* _YOUR OBJECTIVE_:
Where the line with "of the distant" appears below, start writing out lines exactly, and finish with the line with "of the mowed", which is included; write out nothing else.

* _THE DATA_:
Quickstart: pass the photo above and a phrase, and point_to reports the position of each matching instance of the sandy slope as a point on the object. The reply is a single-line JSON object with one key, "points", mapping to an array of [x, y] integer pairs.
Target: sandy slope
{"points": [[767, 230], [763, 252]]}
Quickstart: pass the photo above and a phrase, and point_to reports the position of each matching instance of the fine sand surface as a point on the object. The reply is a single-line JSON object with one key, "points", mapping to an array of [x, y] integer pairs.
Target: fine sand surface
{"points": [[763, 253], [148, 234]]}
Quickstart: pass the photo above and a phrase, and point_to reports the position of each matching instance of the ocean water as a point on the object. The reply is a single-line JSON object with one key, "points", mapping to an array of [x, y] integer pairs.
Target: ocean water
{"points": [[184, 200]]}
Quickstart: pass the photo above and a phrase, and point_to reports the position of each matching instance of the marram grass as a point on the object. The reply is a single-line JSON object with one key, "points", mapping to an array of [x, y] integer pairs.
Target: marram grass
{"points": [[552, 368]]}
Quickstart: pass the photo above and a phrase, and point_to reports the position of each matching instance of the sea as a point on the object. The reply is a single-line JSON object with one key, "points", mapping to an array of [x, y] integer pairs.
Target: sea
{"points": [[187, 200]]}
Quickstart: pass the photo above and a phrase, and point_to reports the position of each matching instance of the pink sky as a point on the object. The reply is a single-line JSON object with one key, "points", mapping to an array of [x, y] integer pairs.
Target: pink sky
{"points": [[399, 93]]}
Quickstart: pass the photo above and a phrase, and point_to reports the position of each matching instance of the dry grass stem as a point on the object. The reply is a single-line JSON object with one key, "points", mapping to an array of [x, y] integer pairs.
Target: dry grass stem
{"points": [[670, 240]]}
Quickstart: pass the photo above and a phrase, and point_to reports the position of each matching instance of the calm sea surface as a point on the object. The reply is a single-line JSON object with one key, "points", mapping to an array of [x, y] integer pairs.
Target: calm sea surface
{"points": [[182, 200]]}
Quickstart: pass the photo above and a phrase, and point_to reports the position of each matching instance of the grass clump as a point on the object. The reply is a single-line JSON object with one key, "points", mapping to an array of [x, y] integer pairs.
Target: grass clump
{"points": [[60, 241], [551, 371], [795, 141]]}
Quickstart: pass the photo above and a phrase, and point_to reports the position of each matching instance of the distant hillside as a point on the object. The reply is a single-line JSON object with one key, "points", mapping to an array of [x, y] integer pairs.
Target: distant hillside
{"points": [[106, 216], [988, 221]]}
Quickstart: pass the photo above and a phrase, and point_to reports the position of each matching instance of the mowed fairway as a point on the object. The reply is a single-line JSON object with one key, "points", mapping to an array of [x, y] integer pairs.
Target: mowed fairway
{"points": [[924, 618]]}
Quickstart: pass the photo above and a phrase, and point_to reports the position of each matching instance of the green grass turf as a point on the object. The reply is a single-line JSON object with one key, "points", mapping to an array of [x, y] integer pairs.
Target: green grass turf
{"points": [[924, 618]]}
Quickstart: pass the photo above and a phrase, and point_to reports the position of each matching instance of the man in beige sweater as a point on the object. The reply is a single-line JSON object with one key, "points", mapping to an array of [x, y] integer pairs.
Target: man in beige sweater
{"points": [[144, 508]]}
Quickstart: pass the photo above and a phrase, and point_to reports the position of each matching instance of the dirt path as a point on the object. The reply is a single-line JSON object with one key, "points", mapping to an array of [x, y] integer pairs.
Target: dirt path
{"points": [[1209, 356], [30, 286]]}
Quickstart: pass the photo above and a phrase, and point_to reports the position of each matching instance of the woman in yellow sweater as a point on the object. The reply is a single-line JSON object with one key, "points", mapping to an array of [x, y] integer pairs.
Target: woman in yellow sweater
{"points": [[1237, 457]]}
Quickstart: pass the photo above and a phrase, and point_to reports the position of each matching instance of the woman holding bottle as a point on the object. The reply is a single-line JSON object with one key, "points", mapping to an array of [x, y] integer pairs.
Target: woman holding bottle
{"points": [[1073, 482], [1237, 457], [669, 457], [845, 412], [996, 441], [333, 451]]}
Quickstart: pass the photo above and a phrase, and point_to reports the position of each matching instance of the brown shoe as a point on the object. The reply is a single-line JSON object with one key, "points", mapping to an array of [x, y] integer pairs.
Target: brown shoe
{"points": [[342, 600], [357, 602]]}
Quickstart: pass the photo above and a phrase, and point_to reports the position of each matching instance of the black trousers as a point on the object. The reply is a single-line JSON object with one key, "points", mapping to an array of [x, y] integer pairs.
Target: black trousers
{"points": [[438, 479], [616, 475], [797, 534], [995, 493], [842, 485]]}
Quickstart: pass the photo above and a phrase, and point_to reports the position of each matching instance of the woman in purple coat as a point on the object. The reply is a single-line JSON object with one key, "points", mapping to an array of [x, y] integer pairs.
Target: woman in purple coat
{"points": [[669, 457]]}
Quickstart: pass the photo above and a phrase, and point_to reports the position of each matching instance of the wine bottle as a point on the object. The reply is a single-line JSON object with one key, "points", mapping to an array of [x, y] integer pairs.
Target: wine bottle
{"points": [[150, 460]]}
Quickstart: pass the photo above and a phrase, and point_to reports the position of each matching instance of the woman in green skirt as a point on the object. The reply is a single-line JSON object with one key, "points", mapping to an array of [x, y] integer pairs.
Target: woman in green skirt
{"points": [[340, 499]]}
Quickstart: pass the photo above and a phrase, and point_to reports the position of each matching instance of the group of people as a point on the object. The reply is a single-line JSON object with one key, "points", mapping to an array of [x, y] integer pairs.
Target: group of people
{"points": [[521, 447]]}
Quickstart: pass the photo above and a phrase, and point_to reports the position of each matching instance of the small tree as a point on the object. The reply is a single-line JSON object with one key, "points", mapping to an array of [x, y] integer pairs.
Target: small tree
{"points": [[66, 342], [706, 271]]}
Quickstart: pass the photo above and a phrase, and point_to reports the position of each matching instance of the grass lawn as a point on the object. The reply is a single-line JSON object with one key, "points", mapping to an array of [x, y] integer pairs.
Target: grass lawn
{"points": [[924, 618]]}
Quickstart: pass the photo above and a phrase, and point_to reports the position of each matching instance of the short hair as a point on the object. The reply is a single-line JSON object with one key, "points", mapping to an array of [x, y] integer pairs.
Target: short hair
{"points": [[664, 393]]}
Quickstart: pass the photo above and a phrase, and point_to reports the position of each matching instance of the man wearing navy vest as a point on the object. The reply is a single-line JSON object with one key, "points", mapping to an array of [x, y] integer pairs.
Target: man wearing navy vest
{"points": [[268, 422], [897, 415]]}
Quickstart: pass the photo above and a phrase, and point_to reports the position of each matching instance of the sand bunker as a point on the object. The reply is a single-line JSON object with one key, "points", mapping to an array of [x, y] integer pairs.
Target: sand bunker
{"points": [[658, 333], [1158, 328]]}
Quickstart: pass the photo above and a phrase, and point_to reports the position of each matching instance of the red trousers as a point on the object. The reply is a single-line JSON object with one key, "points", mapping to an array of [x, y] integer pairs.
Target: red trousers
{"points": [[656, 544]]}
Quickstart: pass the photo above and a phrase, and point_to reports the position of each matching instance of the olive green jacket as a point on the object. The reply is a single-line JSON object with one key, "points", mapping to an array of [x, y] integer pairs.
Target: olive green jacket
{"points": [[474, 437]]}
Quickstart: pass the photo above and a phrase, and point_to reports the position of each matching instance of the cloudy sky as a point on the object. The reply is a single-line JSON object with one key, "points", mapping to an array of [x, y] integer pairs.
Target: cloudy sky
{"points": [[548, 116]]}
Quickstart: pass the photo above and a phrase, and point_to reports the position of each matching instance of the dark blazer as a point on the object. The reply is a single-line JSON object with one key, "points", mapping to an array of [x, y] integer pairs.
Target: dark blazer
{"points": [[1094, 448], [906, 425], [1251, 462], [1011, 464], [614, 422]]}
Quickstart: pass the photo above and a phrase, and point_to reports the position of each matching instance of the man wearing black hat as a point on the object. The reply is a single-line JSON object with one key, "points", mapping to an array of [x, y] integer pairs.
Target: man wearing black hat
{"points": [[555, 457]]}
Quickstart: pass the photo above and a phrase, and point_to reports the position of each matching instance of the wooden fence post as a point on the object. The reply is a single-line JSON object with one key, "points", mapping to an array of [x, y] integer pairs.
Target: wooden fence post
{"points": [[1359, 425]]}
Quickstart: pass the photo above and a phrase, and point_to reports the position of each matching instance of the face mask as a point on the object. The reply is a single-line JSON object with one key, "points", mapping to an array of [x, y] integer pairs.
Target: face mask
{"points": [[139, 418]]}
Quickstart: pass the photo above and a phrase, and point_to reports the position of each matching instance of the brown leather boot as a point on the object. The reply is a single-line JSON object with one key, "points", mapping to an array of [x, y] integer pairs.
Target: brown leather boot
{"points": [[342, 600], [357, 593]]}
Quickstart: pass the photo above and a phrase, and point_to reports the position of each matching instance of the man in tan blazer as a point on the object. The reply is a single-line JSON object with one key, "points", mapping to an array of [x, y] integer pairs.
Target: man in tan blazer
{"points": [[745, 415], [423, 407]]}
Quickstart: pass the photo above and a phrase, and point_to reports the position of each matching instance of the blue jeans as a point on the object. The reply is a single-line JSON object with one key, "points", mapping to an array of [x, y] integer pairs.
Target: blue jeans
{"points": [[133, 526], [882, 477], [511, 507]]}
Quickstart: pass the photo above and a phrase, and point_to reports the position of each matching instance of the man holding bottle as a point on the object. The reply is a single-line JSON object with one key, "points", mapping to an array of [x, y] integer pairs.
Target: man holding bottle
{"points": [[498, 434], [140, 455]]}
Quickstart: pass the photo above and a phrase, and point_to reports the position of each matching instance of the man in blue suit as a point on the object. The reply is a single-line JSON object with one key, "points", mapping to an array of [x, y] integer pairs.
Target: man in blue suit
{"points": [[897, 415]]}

* _ANSWER AREA_:
Quickstart: pass the photo above and a phrase, and point_to reports the position of each matching instance of the distant hillside as a point on the object. The reply is a single-line JSON object with one key, "points", mapping to an array of [x, y] integer pairs.
Target: distant hillside
{"points": [[106, 216], [988, 221]]}
Quickstart: pass the photo above and a phrase, and point_to reports the position of each matching instance of the mowed fairway as a point on the object. The reply is a single-line JSON object with one key, "points", mapping to an array of [x, y] integer pairs.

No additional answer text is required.